**SHORT TASK A:**
Reproduce word for word the stretch of the commit page from "ReplicatedPG::op_app" through "ean itself up.".
**SHORT TASK B:**
According to the commit page, why does ReplicatedPG::op_applied no longer clear repop->obc?
**SHORT TASK C:**
Translate this sentence from the commit page into Spanish: "This is fine since repop->obc is now an ObjectContextRef and can clean itself up."

**PAGE:**
▬▬▬▬▬▬▬▬▬▬

]> git.apps.os.sepia.ceph.com Git - ceph.git/commitdiff
ReplicatedPG,osd_types: move rw tracking from its own map to ObjectContext
authorSamuel Just <sam.just@inktank.com>
Sat, 26 Oct 2013 23:52:16 +0000 (16:52 -0700)
committerSamuel Just <sam.just@inktank.com>
Mon, 28 Oct 2013 20:32:56 +0000 (13:32 -0700)
We also modify recovering to hold a reference to the recovering obc
in order to ensure that our backfill_read_lock doesn't outlive the
obc.

ReplicatedPG::op_applied no longer clears repop->obc since we need
it to live until the op is finally cleaned up.  This is fine since
repop->obc is now an ObjectContextRef and can clean itself up.

Signed-off-by: Samuel Just <sam.just@inktank.com>
src/osd/ReplicatedPG.cc
src/osd/ReplicatedPG.h
src/osd/osd_types.h

index fc9ce53d27d0cac4e42262d2541ad4341b874761..3aaf912d7e0583e15a38f94b27f8c7a63e83d9c4 100644 (file)
@@ -15,6 +15,7 @@
  * 
  */
 
+#include "boost/tuple/tuple.hpp"
 #include "PG.h"
 #include "ReplicatedPG.h"
 #include "OSD.h"
@@ -202,8 +203,9 @@ void ReplicatedPG::on_global_recover(
 {
   publish_stats_to_osd();
   dout(10) << "pushed " << soid << " to all replicas" << dendl;
-  assert(recovering.count(soid));
-  recovering.erase(soid);
+  map<hobject_t, ObjectContextRef>::iterator i = recovering.find(soid);
+  assert(i != recovering.end());
+  recovering.erase(i);
   finish_recovery_op(soid);
   if (waiting_for_degraded_object.count(soid)) {
     requeue_ops(waiting_for_degraded_object[soid]);
@@ -223,10 +225,12 @@ void ReplicatedPG::on_peer_recover(
   // done!

▬▬▬▬▬▬▬▬▬▬

**RECORD LIST:**
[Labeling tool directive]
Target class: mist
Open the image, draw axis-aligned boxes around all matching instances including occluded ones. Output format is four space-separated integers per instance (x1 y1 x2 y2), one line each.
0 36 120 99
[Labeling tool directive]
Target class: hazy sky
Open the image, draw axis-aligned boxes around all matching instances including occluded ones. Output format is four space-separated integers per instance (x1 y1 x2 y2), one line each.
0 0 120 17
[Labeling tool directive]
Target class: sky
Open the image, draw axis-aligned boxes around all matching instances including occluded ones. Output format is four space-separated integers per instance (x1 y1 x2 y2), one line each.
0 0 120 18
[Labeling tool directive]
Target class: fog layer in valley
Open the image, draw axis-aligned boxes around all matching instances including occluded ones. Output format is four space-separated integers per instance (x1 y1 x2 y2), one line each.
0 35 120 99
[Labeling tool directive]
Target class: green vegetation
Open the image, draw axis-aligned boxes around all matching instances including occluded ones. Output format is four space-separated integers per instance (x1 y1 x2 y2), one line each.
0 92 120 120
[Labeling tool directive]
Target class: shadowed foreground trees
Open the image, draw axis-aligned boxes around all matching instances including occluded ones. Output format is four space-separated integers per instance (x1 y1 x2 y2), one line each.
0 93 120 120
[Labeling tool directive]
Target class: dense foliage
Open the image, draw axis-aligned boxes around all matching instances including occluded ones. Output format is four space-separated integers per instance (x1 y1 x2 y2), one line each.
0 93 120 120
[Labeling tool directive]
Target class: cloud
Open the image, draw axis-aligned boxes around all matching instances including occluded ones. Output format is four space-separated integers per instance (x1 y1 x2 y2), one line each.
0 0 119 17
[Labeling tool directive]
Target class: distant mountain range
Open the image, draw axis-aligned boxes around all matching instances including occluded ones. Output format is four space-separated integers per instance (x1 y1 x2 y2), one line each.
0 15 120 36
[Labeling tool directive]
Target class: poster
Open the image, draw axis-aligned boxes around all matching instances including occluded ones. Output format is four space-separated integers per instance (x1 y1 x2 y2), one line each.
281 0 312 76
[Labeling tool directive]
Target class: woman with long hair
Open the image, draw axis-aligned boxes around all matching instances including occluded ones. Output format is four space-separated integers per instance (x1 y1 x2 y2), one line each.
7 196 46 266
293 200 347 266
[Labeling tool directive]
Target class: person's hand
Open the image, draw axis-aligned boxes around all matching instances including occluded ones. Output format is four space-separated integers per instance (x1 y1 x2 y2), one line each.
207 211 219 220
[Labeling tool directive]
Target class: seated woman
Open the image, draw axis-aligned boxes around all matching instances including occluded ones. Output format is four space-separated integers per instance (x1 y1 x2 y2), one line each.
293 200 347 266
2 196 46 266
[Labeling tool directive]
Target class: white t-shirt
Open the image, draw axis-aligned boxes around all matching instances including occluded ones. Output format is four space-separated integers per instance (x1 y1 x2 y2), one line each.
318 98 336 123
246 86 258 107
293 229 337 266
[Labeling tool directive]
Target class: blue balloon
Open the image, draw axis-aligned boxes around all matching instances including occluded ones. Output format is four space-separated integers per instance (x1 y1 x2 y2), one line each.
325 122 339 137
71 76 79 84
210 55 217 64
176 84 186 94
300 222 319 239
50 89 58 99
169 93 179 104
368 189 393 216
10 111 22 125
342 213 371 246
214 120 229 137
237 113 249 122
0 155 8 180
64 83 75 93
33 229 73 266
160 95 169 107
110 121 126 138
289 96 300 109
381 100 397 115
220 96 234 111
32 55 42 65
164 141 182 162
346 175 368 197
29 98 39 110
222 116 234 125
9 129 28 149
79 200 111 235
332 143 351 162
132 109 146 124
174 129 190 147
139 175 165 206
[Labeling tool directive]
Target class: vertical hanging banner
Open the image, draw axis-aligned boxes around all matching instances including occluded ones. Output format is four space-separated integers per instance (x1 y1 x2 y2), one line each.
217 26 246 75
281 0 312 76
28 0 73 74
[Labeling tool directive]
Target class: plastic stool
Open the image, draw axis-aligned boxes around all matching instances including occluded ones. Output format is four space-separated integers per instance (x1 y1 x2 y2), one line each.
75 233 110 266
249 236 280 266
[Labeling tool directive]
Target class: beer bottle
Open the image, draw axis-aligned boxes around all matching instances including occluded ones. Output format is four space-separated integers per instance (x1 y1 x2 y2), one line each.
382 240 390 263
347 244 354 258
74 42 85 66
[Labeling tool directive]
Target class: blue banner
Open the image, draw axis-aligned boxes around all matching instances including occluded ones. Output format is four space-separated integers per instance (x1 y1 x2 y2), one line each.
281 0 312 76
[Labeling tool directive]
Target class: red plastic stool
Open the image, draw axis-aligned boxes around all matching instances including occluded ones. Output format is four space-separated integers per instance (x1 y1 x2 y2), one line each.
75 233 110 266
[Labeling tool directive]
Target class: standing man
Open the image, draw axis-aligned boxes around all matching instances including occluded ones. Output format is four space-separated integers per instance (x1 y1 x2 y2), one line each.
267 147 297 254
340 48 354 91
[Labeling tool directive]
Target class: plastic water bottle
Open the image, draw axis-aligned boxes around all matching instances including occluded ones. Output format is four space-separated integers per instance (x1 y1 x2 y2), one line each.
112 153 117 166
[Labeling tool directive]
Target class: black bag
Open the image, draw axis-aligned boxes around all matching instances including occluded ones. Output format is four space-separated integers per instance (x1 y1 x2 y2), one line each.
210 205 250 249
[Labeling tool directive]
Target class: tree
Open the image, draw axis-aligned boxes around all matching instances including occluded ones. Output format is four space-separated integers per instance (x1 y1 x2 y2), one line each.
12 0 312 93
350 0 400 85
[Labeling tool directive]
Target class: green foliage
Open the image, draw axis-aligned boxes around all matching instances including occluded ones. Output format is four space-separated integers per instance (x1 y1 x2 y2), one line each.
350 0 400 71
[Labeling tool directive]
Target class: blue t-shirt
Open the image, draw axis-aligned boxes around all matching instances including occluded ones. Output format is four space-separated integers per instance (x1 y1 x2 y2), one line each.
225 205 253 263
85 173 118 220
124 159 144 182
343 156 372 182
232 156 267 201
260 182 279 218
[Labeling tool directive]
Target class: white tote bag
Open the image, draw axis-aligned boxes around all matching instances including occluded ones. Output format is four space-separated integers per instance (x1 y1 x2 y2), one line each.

▬▬▬▬▬▬▬▬▬▬

**WORKED ANSWER A:**
ReplicatedPG::op_applied no longer clears repop->obc since we need
it to live until the op is finally cleaned up.  This is fine since
repop->obc is now an ObjectContextRef and can clean itself up.

**WORKED ANSWER B:**
It needs repop->obc to live until the op is finally cleaned up.

**WORKED ANSWER C:**
Esto no es problema, ya que repop->obc ahora es un ObjectContextRef y puede limpiarse por sí solo.